Exercises to complete:
**a)** Do these statements agree with the Great Pyramid text? (i) The Great Pyramid remained the world's tallest building until the Eiffel Tower went up in 1889. (ii) The camera pushed through the exterior stones was more than an inch wide. (iii) The finding was described in a paper in the journal Science. Answer yes or no for each and quote the deciding words.
**b)** Can you repeat the Great Pyramid text starting at "Scientists captured images" and ending at "erected in 1889."?

Text passage:
Scientists captured images of the passageway with a tiny endoscope. (image courtesy Egyptian Ministry of Tourism and Antiquities via Facebook)

Pharaoh Khufu began building the Great Pyramid around 2,500 BCE in Egypt’s Old Kingdom. It’s comprised of 2.3 million limestone slabs and was the tallest building in the world until the Eiffel Tower was erected in 1889.

“The construction process of the oldest of the seven wonders of the ancient world is one of the most important archaeological mysteries,” reads a March 2 paper in Nature Communications outlining the finding. “Any discovery of previously unknown internal structures could contribute to the knowledge on the construction of this Pyramid.”

Scientists from Japan’s Nagoya University and France’s Alternative Energies and Atomic Energy Commission (CEA) found the passageway using a process they call cosmic-ray muon radiography. Cosmic-ray muons are naturally-occurring particles created when the sun’s rays hit the Earth’s atmosphere. Depending on their size and density, objects on the Earth absorb different amounts of the muons. Scientists can determine if an object is hollow by tracking these tiny particles. Once the researchers realized there was a cavity inside the Khufu Pyramid, they inserted a tiny camera (less than a third of an inch wide) through the exterior stones to capture photographs.

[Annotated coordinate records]
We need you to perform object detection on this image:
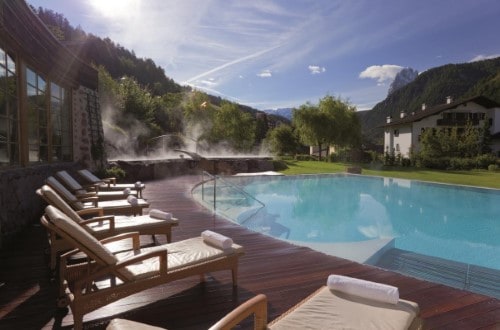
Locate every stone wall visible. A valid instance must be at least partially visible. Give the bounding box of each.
[109,158,274,182]
[0,163,79,244]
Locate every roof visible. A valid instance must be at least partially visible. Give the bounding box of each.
[383,96,500,127]
[0,1,98,89]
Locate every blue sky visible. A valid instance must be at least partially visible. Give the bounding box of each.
[27,0,500,110]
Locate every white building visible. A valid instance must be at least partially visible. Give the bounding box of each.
[384,96,500,157]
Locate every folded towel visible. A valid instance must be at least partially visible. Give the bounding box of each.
[201,230,233,250]
[149,209,172,220]
[127,195,139,206]
[326,275,399,305]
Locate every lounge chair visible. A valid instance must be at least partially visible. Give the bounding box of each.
[78,169,146,197]
[56,171,143,201]
[106,279,423,330]
[40,205,244,329]
[46,176,149,215]
[37,185,179,270]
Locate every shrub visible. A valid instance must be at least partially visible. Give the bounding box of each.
[449,157,476,170]
[401,157,411,167]
[420,157,450,170]
[104,166,127,180]
[273,160,288,171]
[295,154,314,160]
[488,164,498,172]
[476,154,497,169]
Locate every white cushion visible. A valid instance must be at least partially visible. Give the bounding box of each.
[47,176,78,203]
[78,170,102,183]
[45,205,118,265]
[42,185,82,222]
[57,171,85,192]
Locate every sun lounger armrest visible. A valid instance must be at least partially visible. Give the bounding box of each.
[115,249,168,275]
[76,191,97,199]
[100,231,141,249]
[101,177,116,187]
[79,215,115,230]
[74,249,168,295]
[76,207,104,217]
[77,195,99,207]
[209,294,267,330]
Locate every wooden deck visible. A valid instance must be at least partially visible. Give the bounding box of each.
[0,176,500,329]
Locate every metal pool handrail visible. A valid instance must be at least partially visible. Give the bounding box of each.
[201,171,266,218]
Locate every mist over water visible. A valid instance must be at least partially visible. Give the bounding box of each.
[101,105,272,161]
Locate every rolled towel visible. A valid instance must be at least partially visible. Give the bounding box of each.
[149,209,172,220]
[127,195,139,206]
[201,230,233,250]
[326,275,399,305]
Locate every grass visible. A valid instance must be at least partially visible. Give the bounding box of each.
[280,160,500,189]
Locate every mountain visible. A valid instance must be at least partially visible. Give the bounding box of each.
[358,57,500,145]
[263,108,293,121]
[388,68,418,95]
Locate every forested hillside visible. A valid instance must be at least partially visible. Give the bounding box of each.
[359,57,500,144]
[32,8,286,158]
[33,8,500,152]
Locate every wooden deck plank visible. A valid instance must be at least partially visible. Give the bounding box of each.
[0,176,500,329]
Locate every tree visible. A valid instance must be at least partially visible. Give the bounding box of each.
[266,124,299,155]
[292,95,361,159]
[210,101,256,151]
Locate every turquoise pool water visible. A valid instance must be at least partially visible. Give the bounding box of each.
[197,174,500,270]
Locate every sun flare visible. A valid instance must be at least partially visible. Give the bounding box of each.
[89,0,138,17]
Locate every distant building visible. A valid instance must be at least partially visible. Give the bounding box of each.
[0,0,103,241]
[384,96,500,157]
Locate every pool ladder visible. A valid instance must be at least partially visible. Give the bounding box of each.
[201,171,266,223]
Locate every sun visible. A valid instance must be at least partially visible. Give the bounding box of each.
[89,0,139,18]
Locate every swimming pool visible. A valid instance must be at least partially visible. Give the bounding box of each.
[192,174,500,270]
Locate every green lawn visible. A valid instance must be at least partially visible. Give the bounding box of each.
[280,161,500,189]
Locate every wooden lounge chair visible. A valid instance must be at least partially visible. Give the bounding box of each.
[78,169,146,197]
[37,185,179,270]
[40,205,244,329]
[46,176,149,215]
[56,171,138,201]
[106,281,423,330]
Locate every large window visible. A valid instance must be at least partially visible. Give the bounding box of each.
[50,83,73,161]
[0,48,19,166]
[26,68,72,163]
[26,68,49,162]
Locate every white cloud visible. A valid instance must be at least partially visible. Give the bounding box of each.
[257,70,273,78]
[359,64,404,84]
[469,54,500,62]
[307,65,326,74]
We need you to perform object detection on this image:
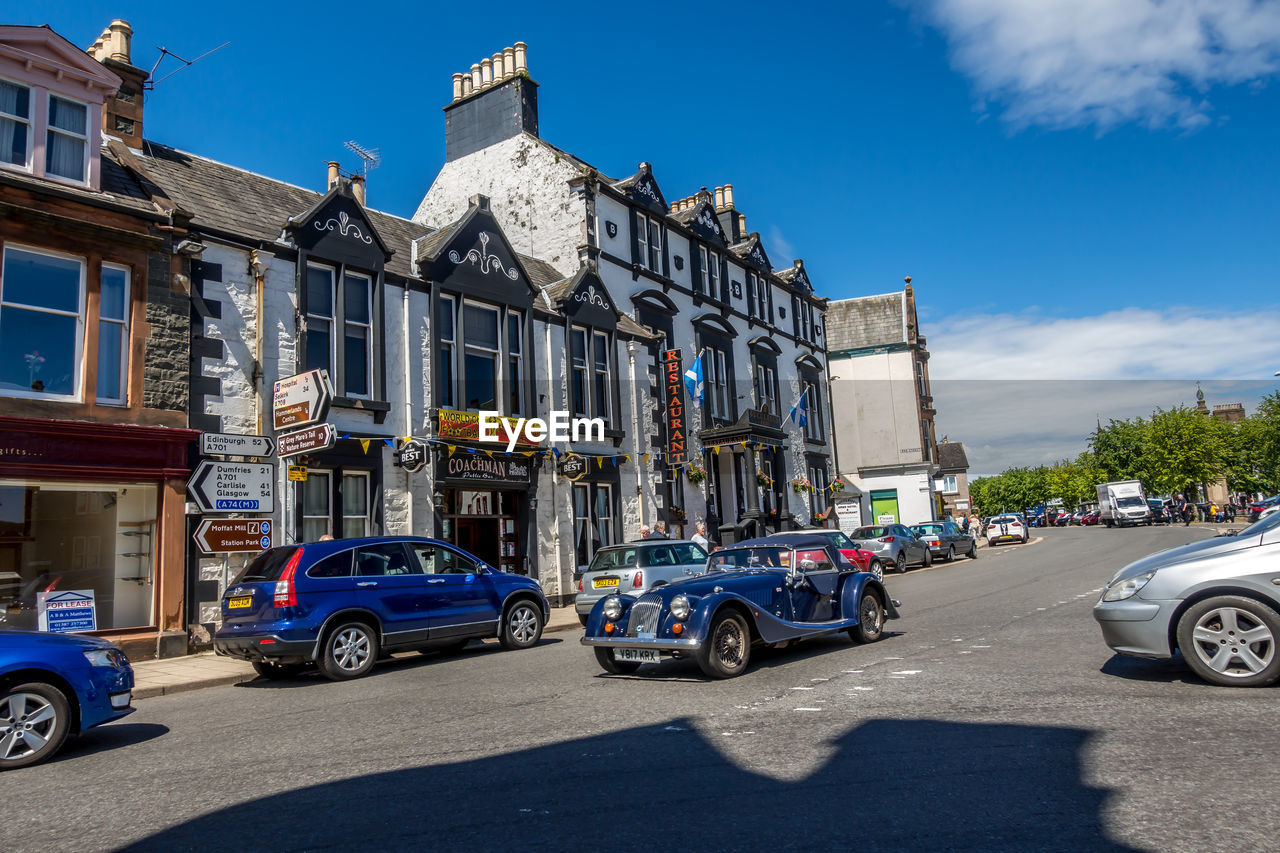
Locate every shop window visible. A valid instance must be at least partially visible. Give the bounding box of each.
[0,246,84,401]
[45,95,88,183]
[0,79,31,169]
[0,480,157,630]
[302,470,333,542]
[97,264,129,406]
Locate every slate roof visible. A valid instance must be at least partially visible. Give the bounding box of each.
[824,291,906,352]
[938,442,969,471]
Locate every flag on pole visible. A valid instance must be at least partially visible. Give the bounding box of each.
[685,350,704,409]
[787,388,809,427]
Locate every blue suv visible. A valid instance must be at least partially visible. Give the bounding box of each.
[214,537,550,680]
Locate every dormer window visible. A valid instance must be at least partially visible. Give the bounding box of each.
[45,95,88,183]
[0,79,31,169]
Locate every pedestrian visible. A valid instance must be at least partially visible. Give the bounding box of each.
[690,521,712,552]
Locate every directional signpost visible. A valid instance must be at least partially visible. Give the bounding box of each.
[200,433,275,456]
[275,424,338,459]
[271,369,333,430]
[187,459,275,512]
[196,519,271,553]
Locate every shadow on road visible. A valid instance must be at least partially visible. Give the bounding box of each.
[125,717,1133,853]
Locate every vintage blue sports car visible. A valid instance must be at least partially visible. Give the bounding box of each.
[582,534,897,679]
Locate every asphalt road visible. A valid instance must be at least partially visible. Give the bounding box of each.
[0,528,1280,853]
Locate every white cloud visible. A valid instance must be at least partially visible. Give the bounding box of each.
[905,0,1280,129]
[923,307,1280,379]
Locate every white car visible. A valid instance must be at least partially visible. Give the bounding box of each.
[987,515,1028,544]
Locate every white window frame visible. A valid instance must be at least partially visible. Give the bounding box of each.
[303,261,335,376]
[93,263,133,406]
[0,77,36,174]
[334,270,374,400]
[0,243,88,402]
[44,92,96,187]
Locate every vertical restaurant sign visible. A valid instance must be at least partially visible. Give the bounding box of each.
[662,350,689,467]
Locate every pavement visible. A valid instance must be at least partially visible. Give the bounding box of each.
[133,606,582,699]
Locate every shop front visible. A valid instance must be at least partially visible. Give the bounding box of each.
[0,418,200,658]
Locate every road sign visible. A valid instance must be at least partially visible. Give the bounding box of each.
[275,424,338,459]
[196,519,271,553]
[271,369,333,429]
[187,459,275,512]
[399,438,426,474]
[200,433,275,456]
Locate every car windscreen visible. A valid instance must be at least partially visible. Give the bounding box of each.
[232,546,302,584]
[709,547,791,563]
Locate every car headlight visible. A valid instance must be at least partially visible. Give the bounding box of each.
[1102,571,1156,601]
[84,648,128,669]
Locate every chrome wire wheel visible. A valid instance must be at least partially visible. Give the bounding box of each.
[332,625,372,672]
[1192,607,1276,679]
[0,693,59,762]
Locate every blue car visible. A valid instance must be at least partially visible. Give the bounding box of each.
[582,534,897,679]
[214,537,550,680]
[0,629,133,770]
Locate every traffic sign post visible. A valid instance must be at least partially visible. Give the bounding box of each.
[200,433,275,456]
[187,460,275,512]
[271,369,333,430]
[195,519,273,553]
[275,424,338,459]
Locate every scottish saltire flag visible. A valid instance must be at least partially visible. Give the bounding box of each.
[787,388,809,427]
[685,352,705,409]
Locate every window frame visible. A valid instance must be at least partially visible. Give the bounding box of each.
[0,242,88,402]
[93,261,133,406]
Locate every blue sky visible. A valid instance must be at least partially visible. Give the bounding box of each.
[17,0,1280,458]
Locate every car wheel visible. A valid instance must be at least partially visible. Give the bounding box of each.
[1178,596,1280,686]
[698,610,751,679]
[0,681,72,770]
[595,647,640,675]
[252,661,307,681]
[849,589,884,643]
[320,622,378,681]
[498,599,543,648]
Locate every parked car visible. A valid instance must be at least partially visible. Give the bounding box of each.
[911,521,978,562]
[772,528,884,580]
[987,515,1028,544]
[1093,504,1280,686]
[573,539,707,625]
[582,535,897,679]
[0,629,133,770]
[214,537,550,680]
[849,524,933,573]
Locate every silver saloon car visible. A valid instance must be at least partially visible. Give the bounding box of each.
[1093,515,1280,686]
[573,539,707,625]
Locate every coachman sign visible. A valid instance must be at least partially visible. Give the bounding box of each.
[662,350,689,467]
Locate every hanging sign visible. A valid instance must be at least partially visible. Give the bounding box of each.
[660,350,689,467]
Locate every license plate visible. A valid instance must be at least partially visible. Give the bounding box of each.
[613,648,662,663]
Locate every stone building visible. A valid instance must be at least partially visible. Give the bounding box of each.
[415,44,833,566]
[0,20,196,658]
[827,277,940,524]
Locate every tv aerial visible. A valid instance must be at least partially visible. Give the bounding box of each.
[343,140,383,182]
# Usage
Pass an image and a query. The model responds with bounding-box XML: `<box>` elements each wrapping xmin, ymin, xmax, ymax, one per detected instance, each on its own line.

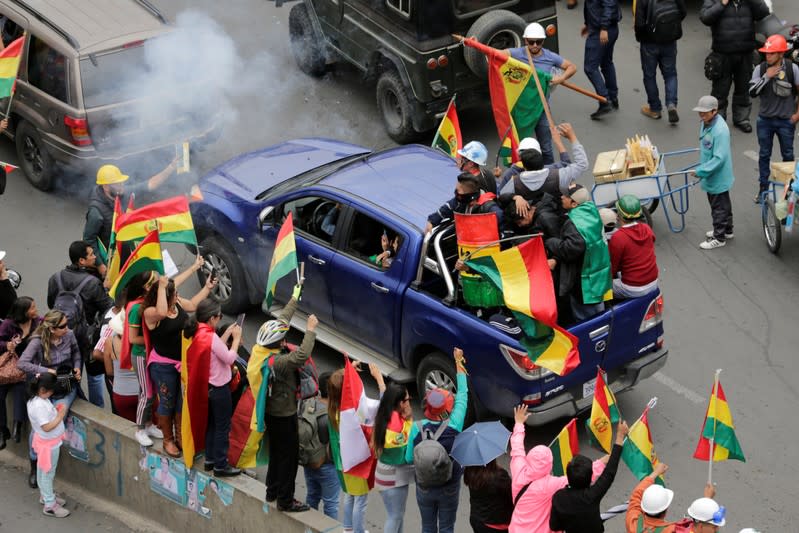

Correct answers:
**a)**
(i) Yes: "was the tallest building in the world until the Eiffel Tower was erected in 1889"
(ii) No: "less than a third of an inch wide"
(iii) No: "a March 2 paper in Nature Communications"

**b)**
Scientists captured images of the passageway with a tiny endoscope. (image courtesy Egyptian Ministry of Tourism and Antiquities via Facebook)

Pharaoh Khufu began building the Great Pyramid around 2,500 BCE in Egypt’s Old Kingdom. It’s comprised of 2.3 million limestone slabs and was the tallest building in the world until the Eiffel Tower was erected in 1889.